## [REQUIRED TASK]
Pick out every line of the records that contains the word "white", paying attention to case.

★ ★ ★ ★ ★ ★ ★

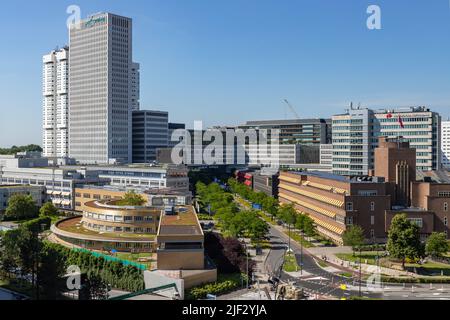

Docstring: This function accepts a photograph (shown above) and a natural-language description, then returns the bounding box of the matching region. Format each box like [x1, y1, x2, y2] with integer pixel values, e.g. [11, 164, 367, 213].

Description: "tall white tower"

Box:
[42, 47, 69, 158]
[131, 63, 141, 111]
[441, 120, 450, 169]
[69, 13, 132, 164]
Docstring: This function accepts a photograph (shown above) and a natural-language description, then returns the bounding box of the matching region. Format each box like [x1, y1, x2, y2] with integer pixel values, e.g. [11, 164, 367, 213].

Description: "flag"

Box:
[398, 116, 405, 129]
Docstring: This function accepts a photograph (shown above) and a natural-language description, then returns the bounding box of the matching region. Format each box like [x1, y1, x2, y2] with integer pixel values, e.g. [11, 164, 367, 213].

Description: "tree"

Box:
[387, 214, 424, 269]
[79, 273, 110, 300]
[5, 194, 38, 220]
[425, 232, 450, 258]
[37, 244, 65, 300]
[303, 215, 316, 237]
[118, 190, 147, 207]
[39, 202, 59, 217]
[247, 214, 269, 241]
[342, 226, 364, 255]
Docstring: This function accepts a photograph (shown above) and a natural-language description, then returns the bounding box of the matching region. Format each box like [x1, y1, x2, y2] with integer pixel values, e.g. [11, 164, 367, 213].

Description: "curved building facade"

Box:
[52, 200, 164, 252]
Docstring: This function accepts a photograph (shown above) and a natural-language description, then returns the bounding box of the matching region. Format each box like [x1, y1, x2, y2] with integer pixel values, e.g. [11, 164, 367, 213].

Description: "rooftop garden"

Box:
[114, 191, 147, 207]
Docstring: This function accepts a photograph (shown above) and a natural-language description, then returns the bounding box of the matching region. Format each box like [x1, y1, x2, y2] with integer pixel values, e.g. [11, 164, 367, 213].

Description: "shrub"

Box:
[186, 274, 247, 300]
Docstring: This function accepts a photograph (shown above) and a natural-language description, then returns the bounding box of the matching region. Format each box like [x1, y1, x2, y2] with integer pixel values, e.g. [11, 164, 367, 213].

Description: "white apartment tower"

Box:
[441, 120, 450, 169]
[131, 63, 141, 111]
[69, 13, 133, 164]
[42, 47, 69, 158]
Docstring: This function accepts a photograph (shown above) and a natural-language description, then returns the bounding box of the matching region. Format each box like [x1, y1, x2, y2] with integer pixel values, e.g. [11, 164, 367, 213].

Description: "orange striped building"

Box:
[278, 172, 391, 245]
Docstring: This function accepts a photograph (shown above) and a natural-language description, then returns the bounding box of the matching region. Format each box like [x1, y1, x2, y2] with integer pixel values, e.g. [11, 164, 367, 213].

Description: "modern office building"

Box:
[133, 110, 169, 163]
[131, 63, 141, 111]
[320, 144, 333, 169]
[42, 47, 69, 158]
[0, 155, 109, 210]
[168, 123, 186, 148]
[69, 13, 136, 164]
[332, 107, 441, 176]
[253, 171, 279, 198]
[373, 107, 441, 171]
[0, 184, 47, 213]
[332, 109, 374, 176]
[68, 165, 189, 191]
[441, 120, 450, 169]
[238, 119, 332, 144]
[75, 185, 192, 212]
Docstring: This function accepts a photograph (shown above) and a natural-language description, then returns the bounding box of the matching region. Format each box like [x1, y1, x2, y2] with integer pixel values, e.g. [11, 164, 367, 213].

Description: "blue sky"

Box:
[0, 0, 450, 146]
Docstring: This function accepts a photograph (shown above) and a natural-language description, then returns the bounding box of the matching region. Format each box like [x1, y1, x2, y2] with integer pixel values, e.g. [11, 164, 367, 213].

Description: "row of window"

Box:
[84, 223, 155, 233]
[84, 212, 160, 223]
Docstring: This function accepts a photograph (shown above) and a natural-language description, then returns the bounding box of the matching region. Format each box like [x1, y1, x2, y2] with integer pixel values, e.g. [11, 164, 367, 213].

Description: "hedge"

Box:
[46, 243, 145, 292]
[186, 274, 247, 300]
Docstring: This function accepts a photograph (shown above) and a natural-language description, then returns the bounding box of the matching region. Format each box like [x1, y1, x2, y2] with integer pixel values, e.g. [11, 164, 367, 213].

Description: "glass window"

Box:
[347, 202, 353, 211]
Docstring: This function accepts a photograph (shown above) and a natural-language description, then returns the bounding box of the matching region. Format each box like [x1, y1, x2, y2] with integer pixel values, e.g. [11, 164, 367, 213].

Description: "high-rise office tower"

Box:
[441, 120, 450, 169]
[332, 108, 374, 176]
[69, 13, 133, 164]
[42, 47, 69, 158]
[131, 63, 141, 111]
[133, 110, 169, 163]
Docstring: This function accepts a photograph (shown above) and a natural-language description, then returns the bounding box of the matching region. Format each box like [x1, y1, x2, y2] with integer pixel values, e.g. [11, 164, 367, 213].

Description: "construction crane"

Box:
[283, 99, 300, 120]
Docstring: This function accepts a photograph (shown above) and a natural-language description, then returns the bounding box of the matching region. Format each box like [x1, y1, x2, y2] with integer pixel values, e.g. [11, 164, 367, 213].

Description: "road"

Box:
[266, 222, 450, 300]
[237, 198, 450, 300]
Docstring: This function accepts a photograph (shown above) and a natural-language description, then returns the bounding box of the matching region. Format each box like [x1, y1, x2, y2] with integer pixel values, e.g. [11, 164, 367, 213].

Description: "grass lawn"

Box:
[405, 262, 450, 276]
[0, 279, 35, 298]
[283, 254, 298, 272]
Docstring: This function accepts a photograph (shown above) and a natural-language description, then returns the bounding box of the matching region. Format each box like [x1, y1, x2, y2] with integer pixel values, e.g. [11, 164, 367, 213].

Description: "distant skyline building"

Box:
[42, 47, 69, 158]
[133, 110, 169, 163]
[131, 63, 141, 111]
[441, 120, 450, 169]
[69, 13, 137, 164]
[237, 119, 332, 144]
[332, 107, 441, 176]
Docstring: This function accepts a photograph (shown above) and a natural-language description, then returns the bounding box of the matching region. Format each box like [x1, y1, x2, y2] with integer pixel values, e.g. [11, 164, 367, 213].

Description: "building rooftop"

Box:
[158, 206, 203, 235]
[288, 171, 384, 183]
[416, 170, 450, 183]
[240, 118, 331, 127]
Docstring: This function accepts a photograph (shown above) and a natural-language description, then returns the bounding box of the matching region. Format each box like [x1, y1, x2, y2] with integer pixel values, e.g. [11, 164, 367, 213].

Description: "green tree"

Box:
[425, 232, 450, 258]
[387, 214, 424, 269]
[342, 225, 364, 255]
[79, 273, 110, 300]
[303, 215, 317, 237]
[5, 194, 38, 220]
[39, 202, 59, 217]
[247, 213, 269, 241]
[37, 244, 65, 300]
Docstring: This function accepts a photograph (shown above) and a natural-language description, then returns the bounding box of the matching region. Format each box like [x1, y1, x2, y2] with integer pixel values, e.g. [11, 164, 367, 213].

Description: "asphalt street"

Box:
[266, 222, 450, 300]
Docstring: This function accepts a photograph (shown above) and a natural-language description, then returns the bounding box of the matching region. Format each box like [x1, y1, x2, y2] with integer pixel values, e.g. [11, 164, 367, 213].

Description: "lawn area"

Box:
[336, 251, 381, 265]
[405, 262, 450, 276]
[283, 254, 298, 272]
[0, 279, 35, 298]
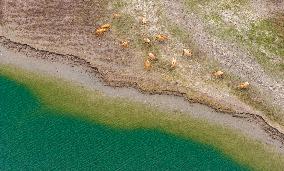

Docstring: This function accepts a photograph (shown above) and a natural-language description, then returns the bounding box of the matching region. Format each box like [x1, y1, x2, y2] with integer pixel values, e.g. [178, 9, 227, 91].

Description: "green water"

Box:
[0, 77, 246, 170]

★ ★ ★ ★ ★ ★ ★

## [EXPECTED ANSWER]
Description: "tall white tower"
Description: "white apartment tower"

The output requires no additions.